I don't really care about fancy food and toys and cars and blah. Yeah, they
are nice, but they are side effects of saving for housing and so on.

The absurd thing is how irrelevant and cheap they are. I could buy a brand new
car once per year and scrap it for less than my rent. Ace.

A tiny tiny number of people find themselves in a position in which they have
the choice to accumulate 'more than they need'. We used to call them
millionaires, but suburban homes are starting to cost that now.

------
PaulHoule
I like the quote "both groups were driven by the same thing: not by how much
they need, but by how much work they could withstand."

------
WalterSear
>Nonetheless, the researchers note that productivity rates have risen, which
theoretically lets many people be just as comfortable as previous generations
while working less. Yet they choose not to.

Oh, ffs.

------
humbleMouse
This is hilarious. Definitely can see what they are talking about. Did they
control for how much people like chocolate and sweets?

------
gojomo
I find the study's interpretation, as reported, to be somewhat dubious.

Seated for what you know to be a study, with few options, even "pleasant
music" is pretty boring. (And other sounds that can be accurately described as
"white noise" are sometimes so pleasant that people buy devices to generate
it!)

## Short exercise 1
Decide whether each statement agrees with the forum thread, answering yes or no and quoting the words that settle it: (a) one commenter could buy a brand new car every year and scrap it for less than their rent; (b) the quote PaulHoule likes says both groups were driven by how much they need; (c) gojomo considers the study's interpretation convincing.
The forum thread and the entries are separate material.

## Exercise inputs
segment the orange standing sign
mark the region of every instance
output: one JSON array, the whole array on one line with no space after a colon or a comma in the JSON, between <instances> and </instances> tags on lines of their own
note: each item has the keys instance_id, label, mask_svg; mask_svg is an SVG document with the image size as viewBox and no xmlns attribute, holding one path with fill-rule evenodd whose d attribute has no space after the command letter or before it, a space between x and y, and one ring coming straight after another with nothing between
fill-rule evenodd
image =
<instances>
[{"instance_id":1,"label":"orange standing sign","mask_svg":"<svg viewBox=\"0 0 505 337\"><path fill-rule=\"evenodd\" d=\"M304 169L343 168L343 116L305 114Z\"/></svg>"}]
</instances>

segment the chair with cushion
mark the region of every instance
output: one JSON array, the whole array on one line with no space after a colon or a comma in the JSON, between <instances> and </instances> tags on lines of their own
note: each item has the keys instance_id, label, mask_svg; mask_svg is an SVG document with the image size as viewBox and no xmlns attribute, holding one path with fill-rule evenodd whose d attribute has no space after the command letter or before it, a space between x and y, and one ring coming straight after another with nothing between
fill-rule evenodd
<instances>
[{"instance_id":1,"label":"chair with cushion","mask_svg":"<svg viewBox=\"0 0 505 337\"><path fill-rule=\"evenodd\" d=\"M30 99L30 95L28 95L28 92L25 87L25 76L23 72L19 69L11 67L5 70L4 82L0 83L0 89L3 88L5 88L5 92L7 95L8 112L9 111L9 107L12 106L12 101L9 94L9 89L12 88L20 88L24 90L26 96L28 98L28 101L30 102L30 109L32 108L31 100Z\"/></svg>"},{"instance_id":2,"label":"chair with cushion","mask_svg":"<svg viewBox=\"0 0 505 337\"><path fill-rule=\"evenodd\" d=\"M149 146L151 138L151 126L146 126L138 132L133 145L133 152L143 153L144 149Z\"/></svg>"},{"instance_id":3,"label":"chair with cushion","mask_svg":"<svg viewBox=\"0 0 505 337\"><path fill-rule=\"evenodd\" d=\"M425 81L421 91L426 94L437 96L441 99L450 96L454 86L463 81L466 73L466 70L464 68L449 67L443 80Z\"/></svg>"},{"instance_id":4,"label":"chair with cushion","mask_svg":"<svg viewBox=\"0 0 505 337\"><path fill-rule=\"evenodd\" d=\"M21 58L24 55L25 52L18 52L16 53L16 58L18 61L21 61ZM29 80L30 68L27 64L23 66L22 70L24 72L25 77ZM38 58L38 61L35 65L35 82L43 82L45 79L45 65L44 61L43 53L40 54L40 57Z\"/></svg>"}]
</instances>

## Short exercise 2
Reproduce the part of the entries that opens with the line containing "segment the chair with cushion" and closes with the last line of the entries, both ends included.

## Full response 1
(a) Yes: "I could buy a brand new car once per year and scrap it for less than my rent."
(b) No: "not by how much they need, but by how much work they could withstand."
(c) No: "I find the study's interpretation, as reported, to be somewhat dubious."

## Full response 2
segment the chair with cushion
mark the region of every instance
output: one JSON array, the whole array on one line with no space after a colon or a comma in the JSON, between <instances> and </instances> tags on lines of their own
note: each item has the keys instance_id, label, mask_svg; mask_svg is an SVG document with the image size as viewBox and no xmlns attribute, holding one path with fill-rule evenodd whose d attribute has no space after the command letter or before it, a space between x and y, and one ring coming straight after another with nothing between
fill-rule evenodd
<instances>
[{"instance_id":1,"label":"chair with cushion","mask_svg":"<svg viewBox=\"0 0 505 337\"><path fill-rule=\"evenodd\" d=\"M30 99L30 95L28 95L28 92L25 87L25 76L23 72L19 69L11 67L5 70L4 82L0 83L0 89L3 88L5 88L5 92L7 95L8 112L9 111L9 107L12 106L12 101L9 94L9 89L12 88L20 88L24 90L26 96L28 98L28 101L30 102L30 109L32 108L31 100Z\"/></svg>"},{"instance_id":2,"label":"chair with cushion","mask_svg":"<svg viewBox=\"0 0 505 337\"><path fill-rule=\"evenodd\" d=\"M149 146L151 138L151 126L146 126L138 132L133 145L133 152L143 153L144 149Z\"/></svg>"},{"instance_id":3,"label":"chair with cushion","mask_svg":"<svg viewBox=\"0 0 505 337\"><path fill-rule=\"evenodd\" d=\"M425 81L421 91L426 94L437 96L441 99L450 96L454 86L463 81L466 73L466 70L464 68L449 67L443 80Z\"/></svg>"},{"instance_id":4,"label":"chair with cushion","mask_svg":"<svg viewBox=\"0 0 505 337\"><path fill-rule=\"evenodd\" d=\"M21 58L24 55L25 52L18 52L16 53L16 58L18 61L21 61ZM29 80L30 68L27 64L23 66L22 70L24 72L25 77ZM38 58L38 61L35 65L35 82L43 82L45 79L45 65L44 61L43 53L40 54L40 57Z\"/></svg>"}]
</instances>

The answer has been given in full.